### WORK INSTRUCTIONS:
1. Answer these questions from the Kuchenbecker biography, not from the listing:
(a) In what year did Kuchenbecker become a Director at the Max Planck Institute for Intelligent Systems?
(b) Who supervised her dissertation?
(c) Which university department did she join as a faculty member in 2007?
2. Please decide whether each statement agrees with the Kuchenbecker biography, and answer yes or no with the deciding words quoted from it:
(a) Kuchenbecker carried out postdoctoral research at Johns Hopkins University.
(b) She was tenured as an associate professor in 2015.
(c) She holds an Honorary Professorship at the University of Stuttgart.
3. Pick up the Kuchenbecker biography after its final sentence and continue it.

### PASSAGE PROVIDED:
○ ○ ○ ○ ○ ○ ○

= Katherine Kuchenbecker =

American haptics researcher

Katherine Julianne Kuchenbecker is the Director of the Haptic Intelligence department at the Max Planck Institute for Intelligent Systems in Germany and an Honorary Professor at the University of Stuttgart. She is an American researcher focussing on haptic technology and robot-assisted surgery, and a former high school and college volleyball player.

==Education and career==
Kuchenbecker became a Director at the Max Planck Institute for Intelligent Systems in 2017 , where she leads an interdisciplinary team that invents haptic interfaces for touching virtual and remote environments, studies human haptic interaction, and endows autonomous robots with an astute sense of touch. Her research blends robotics and human-computer interaction with particular foci in haptics, teleoperation, physical human-robot interaction, tactile sensing, and medical applications.

Kuchenbecker earned her Ph.D. in mechanical engineering at Stanford University in 2006 after earning a bachelor's degree in 2000 and a master's degree in 2002. Her dissertation, Characterizing and Controlling the High-Frequency Dynamics of Haptic Interfaces, was supervised by Günter Niemeyer.

Kuchenbecker continued with her postdoctoral research at Johns Hopkins University. In 2007, she joined the faculty of the University of Pennsylvania Department of Mechanical Engineering and Applied Mechanics as Skirkanich Assistant Professor of Innovation. She was tenured as an associate professor in 2013, and named to the Class of 1940 Bicentennial Endowed Term Chair in 2015.

○ ○ ○ ○ ○ ○ ○

Entries taken from a collection:
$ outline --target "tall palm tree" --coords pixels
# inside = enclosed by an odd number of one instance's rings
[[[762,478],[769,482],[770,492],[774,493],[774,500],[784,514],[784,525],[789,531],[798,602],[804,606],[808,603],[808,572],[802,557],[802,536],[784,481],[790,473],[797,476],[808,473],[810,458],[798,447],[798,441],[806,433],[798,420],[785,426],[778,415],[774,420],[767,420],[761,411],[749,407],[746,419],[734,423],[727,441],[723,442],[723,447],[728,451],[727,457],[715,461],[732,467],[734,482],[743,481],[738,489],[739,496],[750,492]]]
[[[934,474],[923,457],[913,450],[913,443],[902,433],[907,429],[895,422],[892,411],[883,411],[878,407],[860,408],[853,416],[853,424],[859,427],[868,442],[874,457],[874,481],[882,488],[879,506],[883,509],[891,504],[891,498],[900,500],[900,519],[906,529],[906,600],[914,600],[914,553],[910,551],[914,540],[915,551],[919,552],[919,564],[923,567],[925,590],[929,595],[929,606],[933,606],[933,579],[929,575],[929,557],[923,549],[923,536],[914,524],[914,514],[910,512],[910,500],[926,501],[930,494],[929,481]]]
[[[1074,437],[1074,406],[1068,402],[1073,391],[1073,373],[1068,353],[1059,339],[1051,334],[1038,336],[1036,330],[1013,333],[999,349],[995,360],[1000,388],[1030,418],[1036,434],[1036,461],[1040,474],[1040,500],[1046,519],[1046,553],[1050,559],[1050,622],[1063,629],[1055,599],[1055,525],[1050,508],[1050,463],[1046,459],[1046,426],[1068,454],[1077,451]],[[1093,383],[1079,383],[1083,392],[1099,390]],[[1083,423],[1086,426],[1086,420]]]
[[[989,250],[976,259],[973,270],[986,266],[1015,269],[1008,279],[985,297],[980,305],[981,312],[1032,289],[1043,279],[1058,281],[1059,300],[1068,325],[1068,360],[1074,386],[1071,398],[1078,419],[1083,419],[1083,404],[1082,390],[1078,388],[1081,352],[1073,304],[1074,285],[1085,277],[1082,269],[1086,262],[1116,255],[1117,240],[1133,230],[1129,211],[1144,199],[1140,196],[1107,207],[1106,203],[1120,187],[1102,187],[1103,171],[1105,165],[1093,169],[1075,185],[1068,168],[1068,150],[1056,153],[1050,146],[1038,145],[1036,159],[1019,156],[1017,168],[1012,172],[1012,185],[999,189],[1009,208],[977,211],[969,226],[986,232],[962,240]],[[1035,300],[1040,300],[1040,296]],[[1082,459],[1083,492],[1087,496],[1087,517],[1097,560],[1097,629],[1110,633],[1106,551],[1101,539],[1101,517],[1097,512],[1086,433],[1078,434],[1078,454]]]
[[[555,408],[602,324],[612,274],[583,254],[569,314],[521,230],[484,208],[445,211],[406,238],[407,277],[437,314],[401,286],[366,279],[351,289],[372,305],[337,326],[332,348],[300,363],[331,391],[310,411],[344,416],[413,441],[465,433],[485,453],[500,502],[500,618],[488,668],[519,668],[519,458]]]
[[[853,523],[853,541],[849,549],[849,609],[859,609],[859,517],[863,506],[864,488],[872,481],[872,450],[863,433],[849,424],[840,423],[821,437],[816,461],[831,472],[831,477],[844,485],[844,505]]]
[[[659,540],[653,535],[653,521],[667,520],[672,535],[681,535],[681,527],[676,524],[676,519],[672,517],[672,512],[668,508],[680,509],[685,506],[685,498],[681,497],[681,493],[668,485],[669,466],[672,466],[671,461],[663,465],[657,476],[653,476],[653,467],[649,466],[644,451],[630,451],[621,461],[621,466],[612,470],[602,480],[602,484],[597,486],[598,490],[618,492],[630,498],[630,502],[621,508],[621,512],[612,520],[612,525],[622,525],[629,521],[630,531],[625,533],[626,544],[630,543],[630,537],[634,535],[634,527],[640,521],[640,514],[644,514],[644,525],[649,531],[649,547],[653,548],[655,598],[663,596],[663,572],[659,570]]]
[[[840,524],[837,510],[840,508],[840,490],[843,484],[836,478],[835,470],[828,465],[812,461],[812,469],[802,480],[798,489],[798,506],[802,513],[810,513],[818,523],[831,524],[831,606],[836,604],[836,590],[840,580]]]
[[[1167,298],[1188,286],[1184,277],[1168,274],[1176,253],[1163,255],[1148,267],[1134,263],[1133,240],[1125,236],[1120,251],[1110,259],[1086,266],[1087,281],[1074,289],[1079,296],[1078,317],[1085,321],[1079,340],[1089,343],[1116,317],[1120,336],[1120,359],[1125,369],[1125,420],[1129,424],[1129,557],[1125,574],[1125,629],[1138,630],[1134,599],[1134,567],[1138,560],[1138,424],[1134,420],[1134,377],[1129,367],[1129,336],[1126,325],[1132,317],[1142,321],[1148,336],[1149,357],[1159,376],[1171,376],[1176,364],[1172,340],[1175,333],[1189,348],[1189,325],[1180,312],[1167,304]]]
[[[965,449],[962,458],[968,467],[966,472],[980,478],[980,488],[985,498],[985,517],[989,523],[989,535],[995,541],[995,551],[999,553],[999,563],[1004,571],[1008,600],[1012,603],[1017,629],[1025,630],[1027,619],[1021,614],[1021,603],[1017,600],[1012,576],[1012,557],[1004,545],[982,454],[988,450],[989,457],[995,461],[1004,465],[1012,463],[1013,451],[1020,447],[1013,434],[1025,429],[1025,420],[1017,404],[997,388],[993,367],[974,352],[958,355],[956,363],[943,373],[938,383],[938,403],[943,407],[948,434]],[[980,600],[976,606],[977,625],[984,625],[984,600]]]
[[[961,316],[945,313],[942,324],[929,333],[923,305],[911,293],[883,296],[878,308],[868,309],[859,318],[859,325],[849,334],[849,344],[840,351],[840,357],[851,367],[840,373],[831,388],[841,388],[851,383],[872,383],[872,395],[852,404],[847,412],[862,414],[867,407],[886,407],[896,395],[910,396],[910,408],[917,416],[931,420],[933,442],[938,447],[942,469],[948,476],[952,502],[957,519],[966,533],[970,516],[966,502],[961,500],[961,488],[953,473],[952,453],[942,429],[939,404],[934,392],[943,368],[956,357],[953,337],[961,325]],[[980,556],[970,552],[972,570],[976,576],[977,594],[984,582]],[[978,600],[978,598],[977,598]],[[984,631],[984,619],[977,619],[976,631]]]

○ ○ ○ ○ ○ ○ ○

### ANSWERS GIVEN:
1.
(a) 2017
(b) Günter Niemeyer
(c) The University of Pennsylvania Department of Mechanical Engineering and Applied Mechanics

2.
(a) Yes: "Kuchenbecker continued with her postdoctoral research at Johns Hopkins University."
(b) No: "She was tenured as an associate professor in 2013"
(c) Yes: "an Honorary Professor at the University of Stuttgart"

3.
She delivered a TEDYouth talk on haptics in 2012 and has been honored with a 2009 NSF CAREER Award, the 2012 IEEE RAS Academic Early Career Award, a 2014 Penn Lindback Award for Distinguished Teaching, and various best paper, poster, demonstration, and reviewer awards. She co-chaired the Technical Committee on Haptics from 2015 to 2017 and the IEEE Haptics Symposium in 2016 and 2018.

Kuchenbecker is the spokesperson for the International Max Planck Research School for Intelligent Systems (IMPRS-IS), a large Ph.D. program jointly operated by MPI-IS and the University of Stuttgart and the University of Tübingen.

Kuchenbecker grew up in Southern California, and played volleyball in high school for the Brentwood School Eagles, participating in two state championships. As an undergraduate, she played on the varsity volleyball team from 1996 to 1998, which had two national championship wins.

==Recognition==
In 2011, Popular Science named her to their "Brilliant 10" of 2010, for her work on haptics, including a haptic video-gaming vest. Kuchenbecker was named an IEEE Fellow in 2022, "for contributions to interactive haptic systems and robotic touch perception".